(Collected data)

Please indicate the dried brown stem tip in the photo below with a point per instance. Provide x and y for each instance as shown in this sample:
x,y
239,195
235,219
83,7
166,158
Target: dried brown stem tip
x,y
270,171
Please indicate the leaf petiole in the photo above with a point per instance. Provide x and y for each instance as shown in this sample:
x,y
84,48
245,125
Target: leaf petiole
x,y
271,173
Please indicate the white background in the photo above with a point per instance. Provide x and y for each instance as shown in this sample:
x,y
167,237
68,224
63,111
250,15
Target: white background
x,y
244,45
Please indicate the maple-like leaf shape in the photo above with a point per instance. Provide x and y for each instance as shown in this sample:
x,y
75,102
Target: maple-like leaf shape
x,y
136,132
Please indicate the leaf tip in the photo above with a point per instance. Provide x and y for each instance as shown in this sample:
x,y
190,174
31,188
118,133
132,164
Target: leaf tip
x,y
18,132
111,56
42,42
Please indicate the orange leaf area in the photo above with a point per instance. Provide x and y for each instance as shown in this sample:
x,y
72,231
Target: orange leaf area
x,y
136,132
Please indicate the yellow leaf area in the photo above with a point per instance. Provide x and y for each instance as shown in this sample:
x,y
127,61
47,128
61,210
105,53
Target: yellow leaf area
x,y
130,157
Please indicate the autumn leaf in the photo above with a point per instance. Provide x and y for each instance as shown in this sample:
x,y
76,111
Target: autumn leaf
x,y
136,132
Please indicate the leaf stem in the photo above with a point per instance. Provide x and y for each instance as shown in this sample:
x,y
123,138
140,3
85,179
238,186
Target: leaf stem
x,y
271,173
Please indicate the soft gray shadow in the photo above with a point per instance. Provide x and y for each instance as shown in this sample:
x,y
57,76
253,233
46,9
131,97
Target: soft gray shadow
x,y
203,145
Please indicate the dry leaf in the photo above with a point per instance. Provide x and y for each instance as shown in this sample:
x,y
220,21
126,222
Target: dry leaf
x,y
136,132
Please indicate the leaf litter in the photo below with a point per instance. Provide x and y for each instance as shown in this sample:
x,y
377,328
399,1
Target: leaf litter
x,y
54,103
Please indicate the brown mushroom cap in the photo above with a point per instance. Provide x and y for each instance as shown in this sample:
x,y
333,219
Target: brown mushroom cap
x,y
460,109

» **Your objective**:
Write out the records unchanged, starting at the line that contains "Please indicate the yellow" and continuing through the end of the records, both ends included.

» **Exercise output**:
Please indicate the yellow leaf area in the photo above with a point per instance. Provide x and y for each instance as shown in this sample:
x,y
127,61
47,128
61,210
105,53
Target: yellow leaf area
x,y
130,157
Please indicate the autumn leaf in the photo above with a point per instance. Provide x and y for each instance as shown in this sample:
x,y
76,111
Target: autumn leaf
x,y
136,132
Please indicate the leaf stem in the photo above with a point per instance. Provide x and y for each instance as shown in this sample:
x,y
123,138
140,3
85,179
238,186
Target: leaf stem
x,y
271,173
Please indicate the soft gray shadow in the photo above with a point per instance. Provide x and y for each instance as shown in this sample:
x,y
57,76
253,233
46,9
131,97
Target: soft gray shadow
x,y
203,145
Please indicate the dry leaf in the photo above with a point per instance. Provide x and y for each instance as shown in this sample:
x,y
220,21
126,222
Target: dry leaf
x,y
136,132
Please indicate the leaf litter in the photo below with a point per instance. Provide x and y for each instance as shown in this sample:
x,y
377,328
399,1
Target: leaf litter
x,y
54,103
Please indicate the brown mushroom cap in the photo above with a point per instance. Provide x and y for each instance as shown in this sample:
x,y
333,219
Target: brown mushroom cap
x,y
460,109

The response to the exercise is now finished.